**TEXT SEGMENT:**
○ ○ ○ ○ ○
◆ chetrf_aa()

subroutine chetrf_aa	(	character	uplo,
		integer	n,
		complex, dimension( lda, * )	a,
		integer	lda,
		integer, dimension( * )	ipiv,
		complex, dimension( * )	work,
		integer	lwork,
		integer	info
	)

CHETRF_AA

Download CHETRF_AA + dependencies [TGZ] [ZIP] [TXT]

Purpose:

 CHETRF_AA computes the factorization of a complex hermitian matrix A
 using the Aasen's algorithm.  The form of the factorization is

    A = U**H*T*U  or  A = L*T*L**H

 where U (or L) is a product of permutation and unit upper (lower)
 triangular matrices, and T is a hermitian tridiagonal matrix.

 This is the blocked version of the algorithm, calling Level 3 BLAS.

Parameters

[in]	UPLO	UPLO is CHARACTER*1 = 'U': Upper triangle of A is stored; = 'L': Lower triangle of A is stored.
[in]	N	N is INTEGER The order of the matrix A. N >= 0.
[in,out]	A	A is COMPLEX array, dimension (LDA,N) On entry, the hermitian matrix A. If UPLO = 'U', the leading N-by-N upper triangular part of A contains the upper triangular part of the matrix A, and the strictly lower triangular part of A is not referenced. If UPLO = 'L', the leading N-by-N lower triangular part of A contains the lower triangular part of the matrix A, and the strictly upper triangular part of A is not referenced. On exit, the tridiagonal matrix is stored in the diagonals and the subdiagonals of A just below (or above) the diagonals, and L is stored below (or above) the subdiagonals, when UPLO is 'L' (or 'U').
[in]	LDA	LDA is INTEGER The leading dimension of the array A. LDA >= max(1,N).
[out]	IPIV	IPIV is INTEGER array, dimension (N) On exit, it contains the details of the interchanges, i.e., the row and column k of A were interchanged with the row and column IPIV(k).
[out]	WORK	WORK is COMPLEX array, dimension (MAX(1,LWORK)) On exit, if INFO = 0, WORK(1) returns the optimal LWORK.
[in]	LWORK	LWORK is INTEGER The length of WORK. LWORK >= 2N. For optimum performance LWORK >= N(1+NB), where NB is the optimal blocksize. If LWORK = -1, then a workspace query is assumed; the routine only calculates the optimal size of the WORK array, returns this value as the first entry of the WORK array, and no error message related to LWORK is issued by XERBLA.
[out]	INFO	INFO is INTEGER = 0: successful exit < 0: if INFO = -i, the i-th argument had an illegal value.
○ ○ ○ ○ ○
(Excerpts from a point labeling dataset)
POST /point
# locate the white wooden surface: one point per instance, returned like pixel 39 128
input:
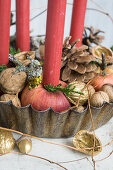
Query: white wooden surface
pixel 105 133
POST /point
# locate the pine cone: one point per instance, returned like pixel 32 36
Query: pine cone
pixel 75 63
pixel 92 37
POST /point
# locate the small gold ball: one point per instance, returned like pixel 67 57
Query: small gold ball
pixel 7 142
pixel 24 144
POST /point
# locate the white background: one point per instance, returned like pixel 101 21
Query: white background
pixel 105 133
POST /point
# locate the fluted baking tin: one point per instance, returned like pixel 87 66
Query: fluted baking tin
pixel 49 123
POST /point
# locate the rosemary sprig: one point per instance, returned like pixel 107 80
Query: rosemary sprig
pixel 3 67
pixel 65 90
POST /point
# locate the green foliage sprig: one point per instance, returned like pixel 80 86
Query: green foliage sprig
pixel 3 67
pixel 65 90
pixel 13 51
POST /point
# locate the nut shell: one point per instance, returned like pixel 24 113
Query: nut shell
pixel 22 57
pixel 85 139
pixel 91 90
pixel 109 90
pixel 73 96
pixel 12 83
pixel 7 142
pixel 98 50
pixel 24 144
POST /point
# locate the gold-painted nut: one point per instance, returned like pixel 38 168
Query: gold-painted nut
pixel 7 142
pixel 84 140
pixel 24 144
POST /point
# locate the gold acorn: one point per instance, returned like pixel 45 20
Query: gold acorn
pixel 85 139
pixel 24 144
pixel 7 142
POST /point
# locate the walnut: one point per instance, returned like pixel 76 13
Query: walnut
pixel 14 98
pixel 12 83
pixel 76 62
pixel 22 57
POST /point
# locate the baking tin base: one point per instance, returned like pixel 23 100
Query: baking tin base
pixel 52 124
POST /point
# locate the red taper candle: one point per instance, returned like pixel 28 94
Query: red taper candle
pixel 5 12
pixel 22 25
pixel 77 22
pixel 54 41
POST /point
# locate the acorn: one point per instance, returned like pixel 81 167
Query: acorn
pixel 85 139
pixel 98 99
pixel 24 144
pixel 91 90
pixel 109 90
pixel 80 88
pixel 7 142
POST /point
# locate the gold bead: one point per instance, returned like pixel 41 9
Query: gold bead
pixel 24 144
pixel 7 142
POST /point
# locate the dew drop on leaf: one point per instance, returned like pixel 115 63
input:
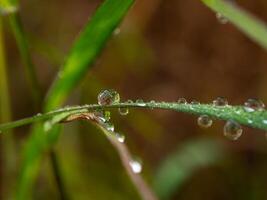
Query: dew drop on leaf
pixel 220 101
pixel 136 166
pixel 120 137
pixel 222 19
pixel 123 111
pixel 252 105
pixel 194 102
pixel 109 126
pixel 182 101
pixel 232 130
pixel 108 97
pixel 204 121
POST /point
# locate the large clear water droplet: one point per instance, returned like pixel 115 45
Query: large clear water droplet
pixel 136 166
pixel 222 19
pixel 252 105
pixel 220 101
pixel 109 126
pixel 204 121
pixel 120 137
pixel 140 102
pixel 232 130
pixel 182 101
pixel 123 111
pixel 108 97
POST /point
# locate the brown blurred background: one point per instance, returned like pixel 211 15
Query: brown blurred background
pixel 166 49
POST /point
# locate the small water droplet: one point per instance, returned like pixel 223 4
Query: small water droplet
pixel 232 130
pixel 182 101
pixel 222 19
pixel 123 111
pixel 220 101
pixel 140 102
pixel 120 137
pixel 100 116
pixel 252 105
pixel 194 102
pixel 250 121
pixel 109 126
pixel 136 166
pixel 117 31
pixel 108 97
pixel 129 101
pixel 204 121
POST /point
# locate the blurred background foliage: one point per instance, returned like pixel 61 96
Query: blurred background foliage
pixel 164 50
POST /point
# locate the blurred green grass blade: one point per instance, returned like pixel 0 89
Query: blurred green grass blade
pixel 22 42
pixel 86 49
pixel 7 142
pixel 184 162
pixel 248 24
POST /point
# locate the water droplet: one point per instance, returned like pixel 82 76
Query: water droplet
pixel 204 121
pixel 232 130
pixel 123 111
pixel 129 101
pixel 117 31
pixel 252 105
pixel 220 101
pixel 109 126
pixel 108 97
pixel 250 121
pixel 100 116
pixel 182 101
pixel 120 137
pixel 136 166
pixel 222 19
pixel 195 102
pixel 140 102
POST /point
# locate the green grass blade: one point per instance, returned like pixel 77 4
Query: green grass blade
pixel 86 49
pixel 256 119
pixel 181 164
pixel 247 23
pixel 10 8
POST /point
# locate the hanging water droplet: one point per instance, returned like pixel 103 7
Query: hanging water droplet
pixel 108 97
pixel 252 105
pixel 220 101
pixel 204 121
pixel 109 126
pixel 123 111
pixel 120 137
pixel 117 31
pixel 232 130
pixel 136 166
pixel 194 102
pixel 182 101
pixel 140 102
pixel 222 19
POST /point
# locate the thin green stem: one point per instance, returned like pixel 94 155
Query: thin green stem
pixel 256 119
pixel 5 116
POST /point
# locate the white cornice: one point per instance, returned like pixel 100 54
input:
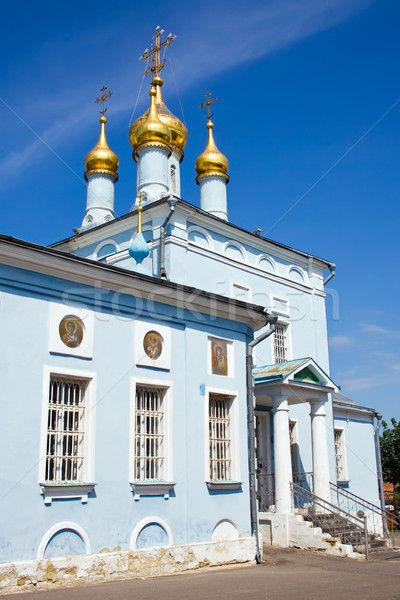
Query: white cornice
pixel 207 221
pixel 245 267
pixel 72 268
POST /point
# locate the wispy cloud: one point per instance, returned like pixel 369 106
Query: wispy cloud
pixel 378 330
pixel 341 341
pixel 229 31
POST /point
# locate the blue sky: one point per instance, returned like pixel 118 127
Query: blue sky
pixel 307 116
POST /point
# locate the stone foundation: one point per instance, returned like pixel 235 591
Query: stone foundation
pixel 128 564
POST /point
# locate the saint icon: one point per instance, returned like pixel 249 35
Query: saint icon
pixel 153 344
pixel 71 331
pixel 219 361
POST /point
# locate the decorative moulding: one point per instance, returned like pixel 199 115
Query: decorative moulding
pixel 224 485
pixel 152 488
pixel 66 491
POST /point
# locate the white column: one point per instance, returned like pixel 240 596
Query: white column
pixel 320 450
pixel 152 172
pixel 99 199
pixel 213 196
pixel 282 459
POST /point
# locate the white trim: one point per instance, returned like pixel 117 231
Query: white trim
pixel 268 259
pixel 49 490
pixel 285 322
pixel 234 427
pixel 345 478
pixel 152 488
pixel 168 435
pixel 281 312
pixel 148 521
pixel 300 272
pixel 248 267
pixel 194 228
pixel 70 525
pixel 97 274
pixel 243 287
pixel 106 242
pixel 236 245
pixel 219 537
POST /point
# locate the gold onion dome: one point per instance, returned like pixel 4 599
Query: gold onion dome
pixel 211 161
pixel 177 129
pixel 101 159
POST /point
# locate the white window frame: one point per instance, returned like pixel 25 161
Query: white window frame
pixel 79 489
pixel 234 482
pixel 156 487
pixel 345 476
pixel 284 324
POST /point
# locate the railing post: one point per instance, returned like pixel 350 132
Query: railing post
pixel 366 537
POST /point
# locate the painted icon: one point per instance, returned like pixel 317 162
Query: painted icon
pixel 219 358
pixel 153 344
pixel 71 331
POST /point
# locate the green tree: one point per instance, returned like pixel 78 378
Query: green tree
pixel 390 451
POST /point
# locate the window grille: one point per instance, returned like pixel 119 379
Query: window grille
pixel 339 456
pixel 280 343
pixel 220 438
pixel 65 431
pixel 149 457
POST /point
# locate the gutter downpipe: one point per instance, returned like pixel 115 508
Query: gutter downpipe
pixel 172 202
pixel 379 471
pixel 271 320
pixel 332 269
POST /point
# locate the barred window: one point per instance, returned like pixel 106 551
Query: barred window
pixel 220 443
pixel 65 430
pixel 280 343
pixel 340 459
pixel 149 459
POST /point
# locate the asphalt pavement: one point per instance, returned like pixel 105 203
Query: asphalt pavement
pixel 284 573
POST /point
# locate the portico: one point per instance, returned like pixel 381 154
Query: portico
pixel 277 388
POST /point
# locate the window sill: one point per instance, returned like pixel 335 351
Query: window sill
pixel 224 485
pixel 151 488
pixel 66 491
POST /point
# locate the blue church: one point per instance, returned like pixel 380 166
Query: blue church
pixel 168 403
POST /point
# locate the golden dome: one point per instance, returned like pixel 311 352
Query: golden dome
pixel 151 128
pixel 101 159
pixel 211 161
pixel 178 130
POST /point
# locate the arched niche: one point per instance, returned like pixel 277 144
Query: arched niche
pixel 64 539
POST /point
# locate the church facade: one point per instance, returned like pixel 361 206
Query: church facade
pixel 171 378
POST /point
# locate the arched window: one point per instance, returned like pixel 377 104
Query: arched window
pixel 173 179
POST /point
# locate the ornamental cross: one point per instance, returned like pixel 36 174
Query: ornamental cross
pixel 157 63
pixel 102 99
pixel 207 104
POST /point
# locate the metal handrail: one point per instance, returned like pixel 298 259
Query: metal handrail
pixel 384 514
pixel 328 508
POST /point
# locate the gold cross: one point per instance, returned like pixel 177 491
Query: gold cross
○ ○ ○ ○ ○
**JOB A:** In the CHETRF_AA documentation, what kind of matrix is T in the factorization?
**JOB B:** Render this sentence from the CHETRF_AA documentation in French: "This is the blocked version of the algorithm, calling Level 3 BLAS."
**JOB C:** Reproduce everything in the CHETRF_AA documentation from "CHETRF_AA computes the" down to "A is stored.".

**WRITTEN SOLUTION A:** T is a hermitian tridiagonal matrix.

**WRITTEN SOLUTION B:** Il s'agit de la version par blocs de l'algorithme, qui fait appel aux BLAS de niveau 3.

**WRITTEN SOLUTION C:**
CHETRF_AA computes the factorization of a complex hermitian matrix A
 using the Aasen's algorithm.  The form of the factorization is

    A = U**H*T*U  or  A = L*T*L**H

 where U (or L) is a product of permutation and unit upper (lower)
 triangular matrices, and T is a hermitian tridiagonal matrix.

 This is the blocked version of the algorithm, calling Level 3 BLAS.

Parameters

[in]	UPLO	UPLO is CHARACTER*1 = 'U': Upper triangle of A is stored; = 'L': Lower triangle of A is stored.